[Saved entries]

********************

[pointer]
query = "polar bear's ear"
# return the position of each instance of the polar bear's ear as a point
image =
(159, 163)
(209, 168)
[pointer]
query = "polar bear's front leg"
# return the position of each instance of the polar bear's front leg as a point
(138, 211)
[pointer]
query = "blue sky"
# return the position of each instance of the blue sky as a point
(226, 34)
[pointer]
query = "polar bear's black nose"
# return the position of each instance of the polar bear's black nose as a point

********************

[DIRECTION]: Update the items above by replacing each "position" with "location" and keeping every other character the same.

[SOLUTION FOR THIS TASK]:
[pointer]
query = "polar bear's ear"
# return the location of each instance of the polar bear's ear as a point
image =
(159, 163)
(209, 168)
[pointer]
query = "polar bear's front leg"
# return the location of each instance of the polar bear's front leg as a point
(138, 211)
[pointer]
query = "blue sky"
# return the location of each instance of the blue sky as a point
(226, 34)
[pointer]
query = "polar bear's black nose"
# return the location of each instance of the polar bear's black nose as a point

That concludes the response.